BEGIN
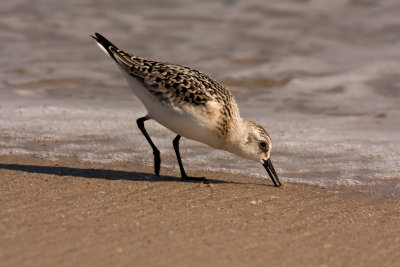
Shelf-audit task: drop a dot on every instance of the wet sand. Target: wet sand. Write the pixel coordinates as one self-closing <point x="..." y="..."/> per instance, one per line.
<point x="68" y="213"/>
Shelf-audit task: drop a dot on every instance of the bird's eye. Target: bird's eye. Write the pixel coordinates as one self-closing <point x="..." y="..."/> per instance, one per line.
<point x="262" y="144"/>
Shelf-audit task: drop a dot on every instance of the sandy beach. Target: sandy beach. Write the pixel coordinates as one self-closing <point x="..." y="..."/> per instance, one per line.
<point x="76" y="178"/>
<point x="68" y="213"/>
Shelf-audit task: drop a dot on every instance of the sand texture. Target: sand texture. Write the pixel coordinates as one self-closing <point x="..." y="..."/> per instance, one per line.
<point x="75" y="214"/>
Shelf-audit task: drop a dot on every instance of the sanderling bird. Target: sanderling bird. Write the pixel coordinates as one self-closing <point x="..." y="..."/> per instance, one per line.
<point x="192" y="105"/>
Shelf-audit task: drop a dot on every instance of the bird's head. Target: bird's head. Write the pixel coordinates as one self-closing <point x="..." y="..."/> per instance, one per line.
<point x="254" y="143"/>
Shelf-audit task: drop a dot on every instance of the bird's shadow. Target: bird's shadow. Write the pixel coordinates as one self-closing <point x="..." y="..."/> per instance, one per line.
<point x="104" y="174"/>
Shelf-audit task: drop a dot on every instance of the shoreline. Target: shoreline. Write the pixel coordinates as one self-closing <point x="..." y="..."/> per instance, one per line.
<point x="74" y="213"/>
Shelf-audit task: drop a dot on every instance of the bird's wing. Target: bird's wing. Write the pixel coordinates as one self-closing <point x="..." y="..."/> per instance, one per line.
<point x="173" y="84"/>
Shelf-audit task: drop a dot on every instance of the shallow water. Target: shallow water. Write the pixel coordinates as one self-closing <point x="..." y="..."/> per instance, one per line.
<point x="323" y="77"/>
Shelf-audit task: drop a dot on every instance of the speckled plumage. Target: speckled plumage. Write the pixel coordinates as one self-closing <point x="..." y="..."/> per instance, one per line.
<point x="178" y="86"/>
<point x="192" y="105"/>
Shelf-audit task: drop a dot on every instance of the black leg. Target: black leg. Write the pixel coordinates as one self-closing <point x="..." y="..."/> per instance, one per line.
<point x="156" y="152"/>
<point x="178" y="155"/>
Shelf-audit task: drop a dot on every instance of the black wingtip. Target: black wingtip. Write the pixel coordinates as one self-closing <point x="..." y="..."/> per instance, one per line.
<point x="100" y="39"/>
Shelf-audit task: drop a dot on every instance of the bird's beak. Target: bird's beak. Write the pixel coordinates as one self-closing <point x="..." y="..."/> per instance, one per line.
<point x="271" y="171"/>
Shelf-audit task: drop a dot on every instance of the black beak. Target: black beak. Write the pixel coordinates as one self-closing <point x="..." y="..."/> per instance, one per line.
<point x="271" y="171"/>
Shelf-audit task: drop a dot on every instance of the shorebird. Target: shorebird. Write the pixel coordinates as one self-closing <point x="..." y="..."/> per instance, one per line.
<point x="192" y="105"/>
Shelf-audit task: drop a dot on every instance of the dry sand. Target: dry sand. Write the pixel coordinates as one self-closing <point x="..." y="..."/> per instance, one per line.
<point x="69" y="213"/>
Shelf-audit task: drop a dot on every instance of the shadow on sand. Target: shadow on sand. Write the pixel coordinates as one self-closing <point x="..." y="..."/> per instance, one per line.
<point x="103" y="174"/>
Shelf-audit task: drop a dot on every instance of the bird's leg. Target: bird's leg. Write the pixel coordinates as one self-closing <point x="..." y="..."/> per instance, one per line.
<point x="156" y="152"/>
<point x="178" y="156"/>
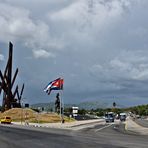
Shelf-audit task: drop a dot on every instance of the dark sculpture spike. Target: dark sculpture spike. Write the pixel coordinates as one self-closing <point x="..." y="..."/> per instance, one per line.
<point x="7" y="82"/>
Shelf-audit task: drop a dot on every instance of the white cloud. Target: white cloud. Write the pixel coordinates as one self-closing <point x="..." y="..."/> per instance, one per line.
<point x="42" y="54"/>
<point x="126" y="66"/>
<point x="1" y="57"/>
<point x="19" y="26"/>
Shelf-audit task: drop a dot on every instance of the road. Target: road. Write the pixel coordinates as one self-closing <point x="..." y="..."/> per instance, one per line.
END
* What is asked
Transcribe every line from the records above without alteration, and leave out the images.

* Task result
Shelf-audit task: drop a dot on every instance of the wet sand. Target: wet sand. Write the pixel coordinates as one self-closing <point x="..." y="..."/> per instance, one per line.
<point x="68" y="213"/>
Shelf-audit task: drop a dot on every instance of the bird's eye. Target: bird's eye. Write the pixel coordinates as one self-closing <point x="..." y="..."/> per instance, one per line.
<point x="262" y="144"/>
Shelf-audit task: drop a dot on every instance of the sandy beach. Target: sandy beach. Write the pixel coordinates as one self-closing <point x="..." y="..."/> per instance, one per line.
<point x="76" y="178"/>
<point x="68" y="213"/>
Shelf-audit task: drop a dot on every instance of the sand texture. Target: sand texture. Write the pixel coordinates as one self-closing <point x="..." y="..."/> per instance, one per line.
<point x="75" y="214"/>
Shelf-audit task: drop a dot on every instance of the sanderling bird. Target: sanderling bird. Write the pixel coordinates as one self-closing <point x="..." y="..."/> per instance, one per line.
<point x="192" y="105"/>
Shelf-audit task: drop a dot on every instance of the bird's head. Target: bird's head. Write the pixel coordinates as one self-closing <point x="..." y="..."/> per instance, one per line.
<point x="254" y="143"/>
Shelf-audit task: drop a dot on every instance of the bird's shadow. Target: bird's shadow. Write the pixel coordinates as one self-closing <point x="..." y="..."/> per instance, one per line.
<point x="104" y="174"/>
Shelf-audit task: drop a dot on every instance of the shoreline. Target: shoreline. Write the pixel coordinates as one self-closing <point x="..." y="..."/> per instance, one per line.
<point x="74" y="213"/>
Shelf-audit task: drop a dot on every instance of the bird's wing. Target: bird's wing. Write the pixel coordinates as one self-closing <point x="..." y="..."/> per instance, one per line.
<point x="173" y="84"/>
Shelf-audit task: drop a dot on every instance of the shallow water. Target: shallow water. Write the pixel coordinates as one self-closing <point x="..." y="..."/> per instance, one per line.
<point x="323" y="77"/>
Shelf-audit task: drop a dot on every instance of the speckled plumage. Target: speckled plumage. Write the pixel coordinates as one self-closing <point x="..." y="..."/> per instance, one per line.
<point x="178" y="86"/>
<point x="192" y="105"/>
Shelf-audit task: drop a dot on every instance of the black leg. Target: black leg. Write the pixel coordinates as one self-closing <point x="..." y="..."/> per instance, one per line.
<point x="156" y="152"/>
<point x="178" y="155"/>
Shelf-audit task: drop a dot on every instance of the black wingtip. Target: black wingtip. Write the pixel coordinates as one self-closing <point x="..." y="..."/> per instance, one per line.
<point x="100" y="39"/>
Shelf-audit task: drop a dot on every instance of the bird's beak. Target: bird's beak. Write the pixel coordinates as one self-closing <point x="..." y="..."/> per instance, one per line.
<point x="271" y="171"/>
Shelf-audit task: drop a dot on every instance of the black beak. Target: black beak. Write the pixel coordinates as one self-closing <point x="..." y="..."/> per instance, one per line.
<point x="271" y="171"/>
Shelf-audit task: drop a dot on every instance of the shorebird. Target: shorebird. Write the pixel coordinates as one self-closing <point x="..." y="..."/> per instance, one per line.
<point x="192" y="105"/>
Shelf-audit task: drop a dot on every instance of the dry sand. Target: dry sand. Write the pixel coordinates as one self-closing <point x="..." y="..."/> per instance, one per line.
<point x="69" y="213"/>
Shelf-audit task: drop a dot on every instance of the shadow on sand. Target: shadow on sand. Write the pixel coordinates as one self-closing <point x="..." y="..."/> per instance, one per line.
<point x="103" y="174"/>
Shelf-audit task: drop a dot on every instance of the bird's leg. Target: bird's leg. Write the pixel coordinates as one self-closing <point x="..." y="..."/> per instance, one per line.
<point x="156" y="152"/>
<point x="178" y="156"/>
Shelf-audit task: drop a dot on every instance of the dark sculpture spike. Target: dark sculpture spike. Write the pixel coordinates as one self-closing <point x="..." y="..."/> per instance, one per line.
<point x="7" y="82"/>
Shelf-audit task: drop a dot on every instance of the white cloud. Target: white cloud. Write the pixel coordinates as one self-closing <point x="..." y="..."/> per instance, one per line.
<point x="42" y="54"/>
<point x="126" y="66"/>
<point x="1" y="57"/>
<point x="19" y="26"/>
Shelf-audit task: drop a dot on every instance of the road. Target: road. Write the pixel coordinates as one self-closing <point x="..." y="..."/> per instance, one per line.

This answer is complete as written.